-- start of INPUT RECORDS --
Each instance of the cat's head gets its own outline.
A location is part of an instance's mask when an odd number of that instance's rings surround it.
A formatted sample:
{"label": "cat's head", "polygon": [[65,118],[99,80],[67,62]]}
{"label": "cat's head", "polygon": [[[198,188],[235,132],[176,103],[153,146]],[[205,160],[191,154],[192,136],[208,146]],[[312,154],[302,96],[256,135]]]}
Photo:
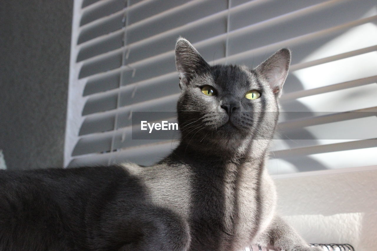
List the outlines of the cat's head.
{"label": "cat's head", "polygon": [[270,139],[290,63],[289,50],[279,51],[254,69],[211,66],[188,41],[180,38],[175,59],[181,90],[177,108],[183,141],[226,149],[256,137]]}

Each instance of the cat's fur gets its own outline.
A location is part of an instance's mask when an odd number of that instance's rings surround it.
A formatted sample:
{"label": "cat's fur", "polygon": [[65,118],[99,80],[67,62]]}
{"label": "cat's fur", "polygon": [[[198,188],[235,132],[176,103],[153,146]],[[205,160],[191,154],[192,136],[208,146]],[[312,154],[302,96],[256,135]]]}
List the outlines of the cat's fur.
{"label": "cat's fur", "polygon": [[211,66],[180,38],[176,60],[178,147],[146,167],[2,171],[0,249],[319,250],[276,215],[265,166],[289,51],[253,70]]}

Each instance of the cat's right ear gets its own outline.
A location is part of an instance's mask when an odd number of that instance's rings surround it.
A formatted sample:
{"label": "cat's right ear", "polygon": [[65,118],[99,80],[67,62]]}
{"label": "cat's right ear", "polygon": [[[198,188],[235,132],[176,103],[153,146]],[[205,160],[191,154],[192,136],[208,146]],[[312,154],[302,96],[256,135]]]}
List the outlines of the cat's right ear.
{"label": "cat's right ear", "polygon": [[181,89],[185,88],[194,76],[210,67],[190,42],[181,37],[175,45],[175,64]]}

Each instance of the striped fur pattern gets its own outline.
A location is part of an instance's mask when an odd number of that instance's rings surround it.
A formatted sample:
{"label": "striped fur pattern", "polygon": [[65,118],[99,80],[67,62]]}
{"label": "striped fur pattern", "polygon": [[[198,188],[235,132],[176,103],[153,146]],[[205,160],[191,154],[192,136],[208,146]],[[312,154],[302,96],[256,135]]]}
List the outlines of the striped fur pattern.
{"label": "striped fur pattern", "polygon": [[211,66],[181,38],[176,60],[177,148],[150,167],[0,171],[0,250],[320,250],[276,215],[265,167],[289,51]]}

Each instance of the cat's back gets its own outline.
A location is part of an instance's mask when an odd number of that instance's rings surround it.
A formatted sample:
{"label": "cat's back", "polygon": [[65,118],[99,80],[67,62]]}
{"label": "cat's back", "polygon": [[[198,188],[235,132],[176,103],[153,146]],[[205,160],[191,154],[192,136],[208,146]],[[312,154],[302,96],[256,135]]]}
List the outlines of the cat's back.
{"label": "cat's back", "polygon": [[115,166],[0,171],[0,250],[86,250],[95,212],[138,188]]}

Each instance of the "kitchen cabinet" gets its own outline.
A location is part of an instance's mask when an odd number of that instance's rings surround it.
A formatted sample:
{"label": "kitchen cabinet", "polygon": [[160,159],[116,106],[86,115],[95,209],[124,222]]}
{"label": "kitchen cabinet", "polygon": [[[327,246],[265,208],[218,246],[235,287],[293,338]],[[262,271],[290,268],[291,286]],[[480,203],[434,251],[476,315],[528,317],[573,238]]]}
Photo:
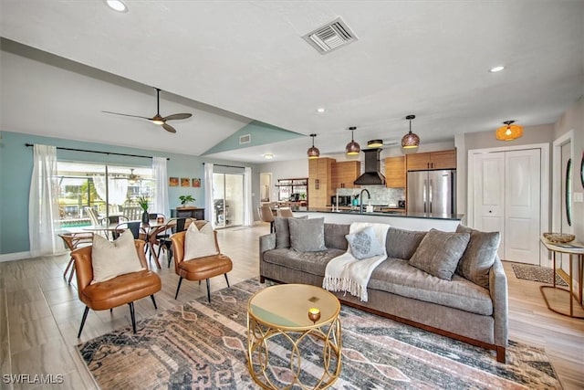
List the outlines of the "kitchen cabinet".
-- end of INPUT RECORDS --
TASK DESCRIPTION:
Change every "formatted sample" in the lines above to "sample layout", keeping everything else the same, and leave out the pictures.

WORKED ANSWER:
Each instance of the cat's head gets its own outline.
A location is part of an instance's mask when an odd number of that instance's rings surround it.
A sample layout:
{"label": "cat's head", "polygon": [[65,118],[99,80],[67,62]]}
{"label": "cat's head", "polygon": [[[198,188],[235,132],[176,103],[153,146]],[[205,160],[191,154],[192,136],[208,146]],[[312,154],[302,96],[256,135]]]}
Photo:
List the outlines of the cat's head.
{"label": "cat's head", "polygon": [[270,139],[290,63],[289,50],[279,51],[254,69],[211,66],[188,41],[180,38],[175,59],[181,90],[177,108],[183,141],[226,149],[256,137]]}

Each instance of the cat's fur gets its own outline.
A location is part of an instance's mask when an odd number of that instance's rings surround it.
A sample layout:
{"label": "cat's fur", "polygon": [[65,118],[99,80],[67,62]]}
{"label": "cat's fur", "polygon": [[[198,188],[235,132],[176,103],[153,146]],[[205,160],[191,154],[192,136],[208,146]],[[312,154],[302,96],[256,135]]]}
List the outlines of the cat's fur.
{"label": "cat's fur", "polygon": [[211,66],[180,38],[176,60],[178,147],[146,167],[2,171],[0,249],[319,250],[276,215],[265,166],[289,51],[253,70]]}

Each instance of the cat's right ear gets its own outline.
A location is part of an instance's mask when an odd number of that instance's rings surround it.
A sample layout:
{"label": "cat's right ear", "polygon": [[65,118],[99,80],[67,62]]}
{"label": "cat's right ear", "polygon": [[[198,188],[235,132],[176,103],[153,146]],[[205,160],[191,154],[192,136],[208,146]],[[312,154],[302,96],[256,135]]]}
List the outlines of the cat's right ear.
{"label": "cat's right ear", "polygon": [[181,89],[185,88],[194,76],[210,67],[190,42],[181,37],[175,45],[175,64]]}

Each instance of the striped fur pattern gets its own outline.
A location is part of an instance's mask when an odd number of that instance's rings surround it.
A sample layout:
{"label": "striped fur pattern", "polygon": [[65,118],[99,80],[67,62]]}
{"label": "striped fur pattern", "polygon": [[[198,188],[235,132],[176,103],[153,146]],[[205,160],[191,154],[192,136],[208,146]],[[312,154],[302,96],[256,135]]]}
List the outlines of the striped fur pattern.
{"label": "striped fur pattern", "polygon": [[211,66],[181,38],[176,60],[177,148],[150,167],[0,171],[0,250],[320,250],[276,215],[265,167],[289,51]]}

Each instance of the cat's back gets its own outline.
A location is part of an instance's mask when an odd number of that instance's rings surround it.
A sample layout:
{"label": "cat's back", "polygon": [[65,118],[99,80],[67,62]]}
{"label": "cat's back", "polygon": [[[198,188],[235,132],[176,103],[153,146]],[[205,160],[191,154],[192,136],[208,146]],[[312,154],[302,96],[256,135]]]}
List the outlines of the cat's back.
{"label": "cat's back", "polygon": [[115,166],[0,171],[0,250],[86,250],[95,212],[138,188]]}

Each instance of the "kitchen cabinet" gets its own outline.
A location is part of an instance's mask when an odd number of that instance's rings surround it.
A sample layout:
{"label": "kitchen cabinet", "polygon": [[160,159],[116,106],[86,115],[95,209],[124,222]]}
{"label": "kitchen cabinet", "polygon": [[[327,246],[265,208],[218,246],[235,287],[293,338]],[[262,271],[290,268],[291,286]],[[480,203],[434,251],[476,315],[528,317],[573,238]]]}
Photo:
List the outlines of the "kitchen cabinet".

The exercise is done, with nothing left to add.